# Document excerpt
Commands for managing your “jobs”: Memo
Contents
view
Information about a job
to report information about active or completed job.
sacct -j job-id
To submit a job
The script will typically contain one or more srun commands to launch parallel tasks.
sbatch script.slurm sbatch -x node037 my_script.sh -> submits by excluding a calculation node
To cancel a job
scancel job-id
Information about partitions and nodes
sinfo
To list free nodes
Partition which integrate nodes is mentionned
sinfo --states=idle
Node states
- mix : consumable resources partially allocated
- idle : available to requests consumable resources
- drain : unavailable for use per system administrator request
- drng : currently executing a job, but will not be allocated to additional jobs. The node will be changed to state DRAINED when the last job on it completes
- alloc : consumable resources fully allocated
- down : unavailable for use. Slurm can automatically place nodes in this state if some failure occurs.
State of your jobs
squeue --me
Job states
- BF BOOT_FAIL Job terminated due to launch failure.
- CA CANCELLED Job was explicitly cancelled.
- CD COMPLETED Job has terminated.
- CF CONFIGURING Job has been allocated resources, but are waiting for them to become ready for use.
- CG COMPLETING Job is in the process of completing.
- F FAILED Job terminated with error code.
- NF NODE_FAIL Job terminated due to failure of one or more allocated nodes.
- OOM OUT_OF_MEMORY Job experienced out of memory error.
- PD PENDING Job is awaiting resource allocation.
- PR PREEMPTED Job terminated due to preemption.
- R RUNNING Job currently has an allocation.
- RD RESV_DEL_HOLD Job is being held after requested reservation was deleted.
- RF REQUEUE_FED Job is being requeued by a federation.
- RH REQUEUE_HOLD Held job is being requeued.
- RQ REQUEUED Completing job is being requeued.
- RS RESIZING Job is about to change size.
- SI SIGNALING Job is being signaled.
- SE SPECIAL_EXIT The job was requeued in a special state.
- SO STAGE_OUT Job is staging out files.
- ST STOPPED Job has an allocation, but execution has been stopped with SIGSTOP signal. CPUS have been retained by this job.
- S SUSPENDED Job has an allocation, but execution has been suspended and CPUs have been released for other jobs.
- TO TIMEOUT Job terminated upon reaching its time limit.
Job in real time
To submit a job in real time. srun has a wide variety of options.
srun command with parameters

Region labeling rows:
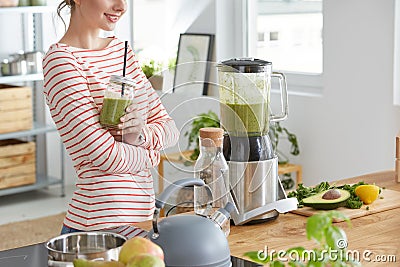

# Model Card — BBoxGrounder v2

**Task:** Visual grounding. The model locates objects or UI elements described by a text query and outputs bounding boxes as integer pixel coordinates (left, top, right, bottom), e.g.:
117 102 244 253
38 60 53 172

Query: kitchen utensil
9 59 28 75
148 179 234 267
1 59 11 76
46 231 126 266
217 58 297 225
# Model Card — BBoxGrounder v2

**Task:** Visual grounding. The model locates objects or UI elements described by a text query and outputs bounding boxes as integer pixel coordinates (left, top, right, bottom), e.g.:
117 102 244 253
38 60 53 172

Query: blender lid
217 58 272 73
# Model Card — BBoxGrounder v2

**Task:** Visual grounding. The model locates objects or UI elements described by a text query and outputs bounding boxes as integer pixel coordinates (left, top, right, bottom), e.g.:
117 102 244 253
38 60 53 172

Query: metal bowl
46 231 127 262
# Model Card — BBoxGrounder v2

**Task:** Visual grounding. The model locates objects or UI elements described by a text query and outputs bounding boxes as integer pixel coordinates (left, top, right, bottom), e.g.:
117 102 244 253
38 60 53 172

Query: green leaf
325 225 347 250
306 213 332 243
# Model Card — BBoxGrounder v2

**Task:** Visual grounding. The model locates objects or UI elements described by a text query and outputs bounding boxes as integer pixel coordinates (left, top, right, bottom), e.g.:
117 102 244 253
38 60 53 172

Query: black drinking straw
121 41 128 96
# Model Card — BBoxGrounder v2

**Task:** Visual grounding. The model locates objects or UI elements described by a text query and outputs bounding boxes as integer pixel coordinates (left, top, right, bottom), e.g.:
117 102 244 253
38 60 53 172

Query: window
249 0 322 73
243 0 323 96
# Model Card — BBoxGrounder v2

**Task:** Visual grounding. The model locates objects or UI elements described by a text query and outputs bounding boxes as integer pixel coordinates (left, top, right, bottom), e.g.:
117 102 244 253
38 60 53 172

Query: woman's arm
121 48 179 150
43 50 159 173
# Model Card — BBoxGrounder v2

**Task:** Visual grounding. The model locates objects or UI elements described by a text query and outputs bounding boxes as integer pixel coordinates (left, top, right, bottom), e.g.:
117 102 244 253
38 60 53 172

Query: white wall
287 0 400 184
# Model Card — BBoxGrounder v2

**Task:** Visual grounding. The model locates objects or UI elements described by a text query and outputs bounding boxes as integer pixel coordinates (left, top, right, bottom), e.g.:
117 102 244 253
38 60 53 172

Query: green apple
126 253 165 267
74 259 125 267
118 236 164 264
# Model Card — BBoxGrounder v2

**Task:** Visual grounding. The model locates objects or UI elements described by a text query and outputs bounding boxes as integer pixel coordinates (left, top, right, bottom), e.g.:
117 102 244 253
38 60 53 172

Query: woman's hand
110 104 145 145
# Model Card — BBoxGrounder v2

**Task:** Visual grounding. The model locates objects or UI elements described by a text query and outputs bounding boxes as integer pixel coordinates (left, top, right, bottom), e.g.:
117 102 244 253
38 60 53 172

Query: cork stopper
199 127 224 147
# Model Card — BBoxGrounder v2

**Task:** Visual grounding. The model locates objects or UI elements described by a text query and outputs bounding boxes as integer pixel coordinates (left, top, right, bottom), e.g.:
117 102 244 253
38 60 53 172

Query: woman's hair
57 0 75 28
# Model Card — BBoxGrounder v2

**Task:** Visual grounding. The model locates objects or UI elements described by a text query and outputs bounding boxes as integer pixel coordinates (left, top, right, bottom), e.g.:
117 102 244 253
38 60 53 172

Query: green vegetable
303 189 350 210
244 211 360 267
288 181 366 209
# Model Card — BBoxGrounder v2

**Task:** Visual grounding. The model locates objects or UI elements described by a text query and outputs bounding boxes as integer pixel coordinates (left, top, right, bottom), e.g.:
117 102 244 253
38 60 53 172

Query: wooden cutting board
291 189 400 222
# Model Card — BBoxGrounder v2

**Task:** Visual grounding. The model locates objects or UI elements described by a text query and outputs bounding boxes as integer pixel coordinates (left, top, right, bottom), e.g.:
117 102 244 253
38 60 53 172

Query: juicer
217 58 298 225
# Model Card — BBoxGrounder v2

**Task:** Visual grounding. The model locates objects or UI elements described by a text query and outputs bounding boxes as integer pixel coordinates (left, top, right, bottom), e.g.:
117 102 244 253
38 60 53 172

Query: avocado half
303 189 350 210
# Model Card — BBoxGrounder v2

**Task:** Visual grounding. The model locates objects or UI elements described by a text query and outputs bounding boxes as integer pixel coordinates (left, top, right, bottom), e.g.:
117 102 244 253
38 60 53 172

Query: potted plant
142 59 163 90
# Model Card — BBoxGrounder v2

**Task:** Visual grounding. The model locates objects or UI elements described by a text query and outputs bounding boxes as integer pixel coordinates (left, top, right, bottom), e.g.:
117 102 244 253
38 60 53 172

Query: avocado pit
322 189 342 200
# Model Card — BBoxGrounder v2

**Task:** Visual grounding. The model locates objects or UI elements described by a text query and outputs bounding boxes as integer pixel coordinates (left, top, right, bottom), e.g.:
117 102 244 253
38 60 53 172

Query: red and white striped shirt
43 37 178 231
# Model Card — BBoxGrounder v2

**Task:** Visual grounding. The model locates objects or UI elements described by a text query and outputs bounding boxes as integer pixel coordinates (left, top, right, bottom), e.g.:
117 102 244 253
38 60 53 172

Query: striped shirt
43 37 178 231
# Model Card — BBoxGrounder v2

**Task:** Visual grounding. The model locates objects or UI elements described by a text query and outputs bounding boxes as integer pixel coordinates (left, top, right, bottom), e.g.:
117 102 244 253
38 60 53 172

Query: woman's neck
60 20 107 49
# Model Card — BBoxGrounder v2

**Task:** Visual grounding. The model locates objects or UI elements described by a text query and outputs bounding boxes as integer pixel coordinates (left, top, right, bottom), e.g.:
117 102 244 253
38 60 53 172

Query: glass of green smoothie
100 75 136 128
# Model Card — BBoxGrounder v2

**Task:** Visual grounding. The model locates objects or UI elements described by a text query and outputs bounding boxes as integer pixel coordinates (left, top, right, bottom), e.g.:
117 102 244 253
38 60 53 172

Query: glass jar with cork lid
194 128 230 235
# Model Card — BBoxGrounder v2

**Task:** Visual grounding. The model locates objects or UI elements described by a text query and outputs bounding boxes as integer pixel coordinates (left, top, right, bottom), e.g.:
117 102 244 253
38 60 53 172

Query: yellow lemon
354 184 379 205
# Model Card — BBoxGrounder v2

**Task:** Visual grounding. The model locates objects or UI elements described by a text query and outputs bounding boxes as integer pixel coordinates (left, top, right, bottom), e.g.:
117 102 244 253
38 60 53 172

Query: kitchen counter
136 171 400 266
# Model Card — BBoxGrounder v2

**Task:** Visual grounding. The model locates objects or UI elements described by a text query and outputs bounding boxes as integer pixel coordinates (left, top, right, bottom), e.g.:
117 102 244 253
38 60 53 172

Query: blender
217 58 297 225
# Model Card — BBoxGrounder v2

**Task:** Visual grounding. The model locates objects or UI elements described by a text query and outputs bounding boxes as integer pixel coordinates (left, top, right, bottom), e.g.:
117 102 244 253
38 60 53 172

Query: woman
43 0 178 237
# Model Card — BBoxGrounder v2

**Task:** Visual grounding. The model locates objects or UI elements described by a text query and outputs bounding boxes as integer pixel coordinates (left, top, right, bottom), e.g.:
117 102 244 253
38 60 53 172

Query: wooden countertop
138 171 400 266
228 171 400 266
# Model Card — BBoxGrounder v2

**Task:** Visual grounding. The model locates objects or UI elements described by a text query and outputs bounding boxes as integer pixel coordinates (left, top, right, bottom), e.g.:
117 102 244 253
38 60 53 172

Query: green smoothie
221 103 268 136
100 97 132 128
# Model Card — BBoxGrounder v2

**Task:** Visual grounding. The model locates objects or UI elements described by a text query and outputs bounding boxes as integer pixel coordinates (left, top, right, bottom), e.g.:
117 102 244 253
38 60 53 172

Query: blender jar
217 58 287 136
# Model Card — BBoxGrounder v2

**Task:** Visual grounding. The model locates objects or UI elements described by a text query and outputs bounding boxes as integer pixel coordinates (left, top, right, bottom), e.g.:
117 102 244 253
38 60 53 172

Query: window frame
245 0 324 97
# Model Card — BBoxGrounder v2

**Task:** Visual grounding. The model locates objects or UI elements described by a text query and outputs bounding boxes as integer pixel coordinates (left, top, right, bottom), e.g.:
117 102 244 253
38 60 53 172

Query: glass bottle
194 128 230 236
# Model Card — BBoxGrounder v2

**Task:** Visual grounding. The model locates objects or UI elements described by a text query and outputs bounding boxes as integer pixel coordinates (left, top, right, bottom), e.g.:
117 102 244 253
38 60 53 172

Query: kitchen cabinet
0 6 65 196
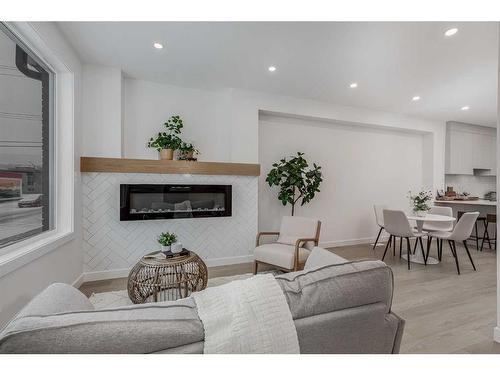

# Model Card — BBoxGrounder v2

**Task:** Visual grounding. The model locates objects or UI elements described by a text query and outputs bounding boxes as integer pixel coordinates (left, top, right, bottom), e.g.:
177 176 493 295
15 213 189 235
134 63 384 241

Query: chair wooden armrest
255 232 280 247
293 238 318 271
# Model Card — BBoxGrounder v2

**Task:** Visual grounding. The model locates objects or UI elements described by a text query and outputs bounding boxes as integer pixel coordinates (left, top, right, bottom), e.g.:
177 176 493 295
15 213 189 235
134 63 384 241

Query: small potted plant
147 116 184 160
179 142 200 160
408 190 433 217
158 232 177 253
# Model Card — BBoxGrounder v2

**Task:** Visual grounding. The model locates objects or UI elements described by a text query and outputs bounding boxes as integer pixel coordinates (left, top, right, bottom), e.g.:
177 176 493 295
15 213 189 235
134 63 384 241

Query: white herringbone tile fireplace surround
82 172 258 281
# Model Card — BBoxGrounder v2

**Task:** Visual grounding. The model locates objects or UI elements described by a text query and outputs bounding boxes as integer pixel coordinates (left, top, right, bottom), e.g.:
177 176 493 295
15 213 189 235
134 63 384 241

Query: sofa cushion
0 296 204 353
304 246 347 270
254 243 310 270
276 261 393 319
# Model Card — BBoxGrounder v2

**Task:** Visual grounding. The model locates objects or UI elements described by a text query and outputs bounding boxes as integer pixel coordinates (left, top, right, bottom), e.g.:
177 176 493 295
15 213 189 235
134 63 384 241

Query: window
0 23 54 248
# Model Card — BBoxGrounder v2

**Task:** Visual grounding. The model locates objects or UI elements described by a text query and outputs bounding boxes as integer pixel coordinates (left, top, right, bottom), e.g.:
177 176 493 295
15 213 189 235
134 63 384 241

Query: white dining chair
373 204 387 250
426 212 479 275
382 210 427 269
424 206 453 252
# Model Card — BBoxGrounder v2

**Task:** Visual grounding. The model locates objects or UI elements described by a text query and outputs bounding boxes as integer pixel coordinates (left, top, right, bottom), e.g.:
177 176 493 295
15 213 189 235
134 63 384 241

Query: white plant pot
413 211 427 217
171 242 182 254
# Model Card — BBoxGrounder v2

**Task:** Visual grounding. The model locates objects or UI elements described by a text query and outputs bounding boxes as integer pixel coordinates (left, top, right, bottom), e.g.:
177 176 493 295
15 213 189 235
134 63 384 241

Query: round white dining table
401 214 457 264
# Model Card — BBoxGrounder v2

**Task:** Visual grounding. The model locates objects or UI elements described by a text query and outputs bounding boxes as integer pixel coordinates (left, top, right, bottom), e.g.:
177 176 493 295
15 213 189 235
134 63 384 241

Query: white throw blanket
192 274 300 354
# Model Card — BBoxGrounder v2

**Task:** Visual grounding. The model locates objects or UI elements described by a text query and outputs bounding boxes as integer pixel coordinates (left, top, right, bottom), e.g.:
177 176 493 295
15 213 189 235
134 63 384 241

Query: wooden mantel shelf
80 157 260 176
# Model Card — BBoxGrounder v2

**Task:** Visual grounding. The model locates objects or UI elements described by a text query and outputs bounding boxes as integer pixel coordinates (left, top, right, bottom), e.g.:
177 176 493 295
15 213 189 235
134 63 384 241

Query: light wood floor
80 243 500 353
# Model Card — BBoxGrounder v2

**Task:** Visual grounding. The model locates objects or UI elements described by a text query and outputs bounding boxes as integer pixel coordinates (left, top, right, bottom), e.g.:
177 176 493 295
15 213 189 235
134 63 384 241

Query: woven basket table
127 251 208 303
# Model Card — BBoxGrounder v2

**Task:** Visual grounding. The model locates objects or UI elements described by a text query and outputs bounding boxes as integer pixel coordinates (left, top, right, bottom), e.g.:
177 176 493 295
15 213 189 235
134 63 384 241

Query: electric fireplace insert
120 184 232 221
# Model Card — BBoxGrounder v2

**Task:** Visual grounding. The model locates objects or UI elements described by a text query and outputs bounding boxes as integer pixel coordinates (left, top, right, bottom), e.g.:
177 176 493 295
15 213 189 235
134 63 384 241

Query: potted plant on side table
158 232 177 254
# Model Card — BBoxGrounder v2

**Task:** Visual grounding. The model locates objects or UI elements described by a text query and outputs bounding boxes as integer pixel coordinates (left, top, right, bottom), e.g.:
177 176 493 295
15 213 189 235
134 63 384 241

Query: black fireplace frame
120 184 232 221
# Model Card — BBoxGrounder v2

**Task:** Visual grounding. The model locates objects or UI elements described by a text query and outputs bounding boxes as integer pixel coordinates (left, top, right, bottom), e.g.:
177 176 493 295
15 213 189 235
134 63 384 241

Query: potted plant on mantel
179 142 200 161
147 116 183 160
266 152 323 216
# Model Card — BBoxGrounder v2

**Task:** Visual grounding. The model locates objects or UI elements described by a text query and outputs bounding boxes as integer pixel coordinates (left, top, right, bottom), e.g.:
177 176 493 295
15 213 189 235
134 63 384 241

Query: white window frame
0 22 79 277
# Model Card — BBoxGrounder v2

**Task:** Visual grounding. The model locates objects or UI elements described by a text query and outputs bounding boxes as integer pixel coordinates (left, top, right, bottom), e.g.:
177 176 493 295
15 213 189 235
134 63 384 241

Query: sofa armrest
276 261 393 319
15 283 94 319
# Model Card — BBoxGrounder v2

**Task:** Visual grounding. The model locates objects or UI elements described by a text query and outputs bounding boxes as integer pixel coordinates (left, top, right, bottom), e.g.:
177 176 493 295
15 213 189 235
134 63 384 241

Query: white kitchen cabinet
446 122 496 176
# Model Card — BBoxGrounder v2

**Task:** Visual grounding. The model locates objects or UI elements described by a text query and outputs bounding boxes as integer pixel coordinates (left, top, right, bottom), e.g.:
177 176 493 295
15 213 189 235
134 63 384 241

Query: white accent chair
254 216 321 274
373 204 387 250
426 212 479 275
382 210 427 269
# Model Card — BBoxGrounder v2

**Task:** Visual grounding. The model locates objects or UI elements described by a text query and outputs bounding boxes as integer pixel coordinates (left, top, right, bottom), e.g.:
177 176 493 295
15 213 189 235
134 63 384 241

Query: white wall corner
493 327 500 343
82 64 123 158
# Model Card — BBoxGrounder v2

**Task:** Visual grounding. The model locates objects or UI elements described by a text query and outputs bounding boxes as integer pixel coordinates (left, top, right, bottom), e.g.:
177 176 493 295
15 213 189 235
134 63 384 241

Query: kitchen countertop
434 199 497 206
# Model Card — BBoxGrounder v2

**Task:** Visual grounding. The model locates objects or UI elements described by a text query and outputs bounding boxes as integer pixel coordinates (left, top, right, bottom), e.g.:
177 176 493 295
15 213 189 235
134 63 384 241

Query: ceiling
58 22 498 126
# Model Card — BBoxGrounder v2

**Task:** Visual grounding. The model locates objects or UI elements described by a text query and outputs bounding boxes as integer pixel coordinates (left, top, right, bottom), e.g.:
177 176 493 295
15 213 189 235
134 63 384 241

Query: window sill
0 231 75 278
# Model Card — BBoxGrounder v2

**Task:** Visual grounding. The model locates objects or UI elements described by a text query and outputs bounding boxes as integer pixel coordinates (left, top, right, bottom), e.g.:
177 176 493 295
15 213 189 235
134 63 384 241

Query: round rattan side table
127 251 208 303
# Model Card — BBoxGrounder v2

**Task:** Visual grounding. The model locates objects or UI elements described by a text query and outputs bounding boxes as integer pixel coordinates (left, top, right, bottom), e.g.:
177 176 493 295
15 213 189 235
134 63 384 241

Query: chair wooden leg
474 220 479 250
464 241 476 271
448 240 460 275
413 238 418 254
406 237 411 269
382 234 392 261
425 236 432 262
373 227 384 250
418 237 427 265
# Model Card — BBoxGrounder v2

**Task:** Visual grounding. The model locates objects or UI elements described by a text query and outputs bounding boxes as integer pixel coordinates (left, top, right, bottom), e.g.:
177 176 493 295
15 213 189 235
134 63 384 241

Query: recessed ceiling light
444 27 458 36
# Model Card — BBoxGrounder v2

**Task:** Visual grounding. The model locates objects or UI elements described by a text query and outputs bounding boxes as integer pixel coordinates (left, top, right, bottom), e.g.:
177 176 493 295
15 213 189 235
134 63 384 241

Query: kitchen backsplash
445 174 497 198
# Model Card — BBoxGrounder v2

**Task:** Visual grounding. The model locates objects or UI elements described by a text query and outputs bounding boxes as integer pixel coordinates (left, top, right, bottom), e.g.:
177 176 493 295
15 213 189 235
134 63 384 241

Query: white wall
123 79 231 161
116 79 446 248
259 114 432 246
0 22 83 327
493 31 500 342
82 64 122 158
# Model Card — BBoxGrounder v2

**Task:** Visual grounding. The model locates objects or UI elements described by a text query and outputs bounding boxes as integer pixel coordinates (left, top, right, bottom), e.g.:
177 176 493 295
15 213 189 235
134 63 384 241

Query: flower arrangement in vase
158 232 177 253
408 190 433 217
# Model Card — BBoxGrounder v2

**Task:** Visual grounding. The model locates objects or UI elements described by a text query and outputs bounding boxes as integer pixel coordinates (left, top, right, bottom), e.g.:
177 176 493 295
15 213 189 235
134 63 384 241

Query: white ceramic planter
170 242 182 254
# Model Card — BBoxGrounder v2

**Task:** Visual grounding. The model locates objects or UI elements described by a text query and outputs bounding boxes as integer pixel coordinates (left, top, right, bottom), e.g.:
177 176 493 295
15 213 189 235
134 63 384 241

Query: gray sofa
0 250 404 353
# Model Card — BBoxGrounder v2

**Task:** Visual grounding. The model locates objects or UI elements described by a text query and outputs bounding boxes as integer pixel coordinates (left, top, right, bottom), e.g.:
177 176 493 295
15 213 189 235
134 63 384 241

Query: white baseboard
493 327 500 343
80 255 253 287
319 236 389 248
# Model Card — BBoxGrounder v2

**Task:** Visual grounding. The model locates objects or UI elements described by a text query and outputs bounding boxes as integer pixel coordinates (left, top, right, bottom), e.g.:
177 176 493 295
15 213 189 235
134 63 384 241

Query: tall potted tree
266 152 323 216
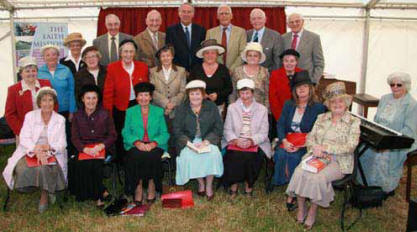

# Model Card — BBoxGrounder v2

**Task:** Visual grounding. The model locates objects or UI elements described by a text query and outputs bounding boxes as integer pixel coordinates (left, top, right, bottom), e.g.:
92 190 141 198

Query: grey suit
247 27 284 72
282 29 324 83
93 32 132 65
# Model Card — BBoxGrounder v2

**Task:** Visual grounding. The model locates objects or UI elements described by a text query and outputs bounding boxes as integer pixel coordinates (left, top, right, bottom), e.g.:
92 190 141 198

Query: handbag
350 185 385 209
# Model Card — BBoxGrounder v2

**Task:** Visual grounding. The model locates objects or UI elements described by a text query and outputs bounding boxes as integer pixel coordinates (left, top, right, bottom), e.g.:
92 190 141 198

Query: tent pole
359 8 371 93
9 9 17 83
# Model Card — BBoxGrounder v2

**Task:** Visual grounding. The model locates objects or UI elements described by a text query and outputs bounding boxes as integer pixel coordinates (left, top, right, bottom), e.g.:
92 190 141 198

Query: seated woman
222 79 272 198
4 56 51 144
272 71 326 211
68 85 117 206
286 82 360 230
3 87 67 213
122 82 169 206
357 72 417 196
173 80 223 201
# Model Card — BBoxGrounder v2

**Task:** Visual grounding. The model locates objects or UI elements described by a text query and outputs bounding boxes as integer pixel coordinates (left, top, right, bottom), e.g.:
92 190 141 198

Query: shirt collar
21 80 41 93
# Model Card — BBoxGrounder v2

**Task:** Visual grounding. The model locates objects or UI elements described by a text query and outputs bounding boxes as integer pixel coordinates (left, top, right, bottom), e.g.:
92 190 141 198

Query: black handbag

# Your tasks
A – According to the memo on Slurm job commands, which command lists free nodes?
B – Pick out every line in the rows that contains the word "kitchen".

# Problem solutions
A – sinfo --states=idle

B –
Query: kitchen utensil
Query: kitchen counter
Query: kitchen cabinet
Query: white kitchen cabinet
Query: kitchen countertop
Query: kitchen backsplash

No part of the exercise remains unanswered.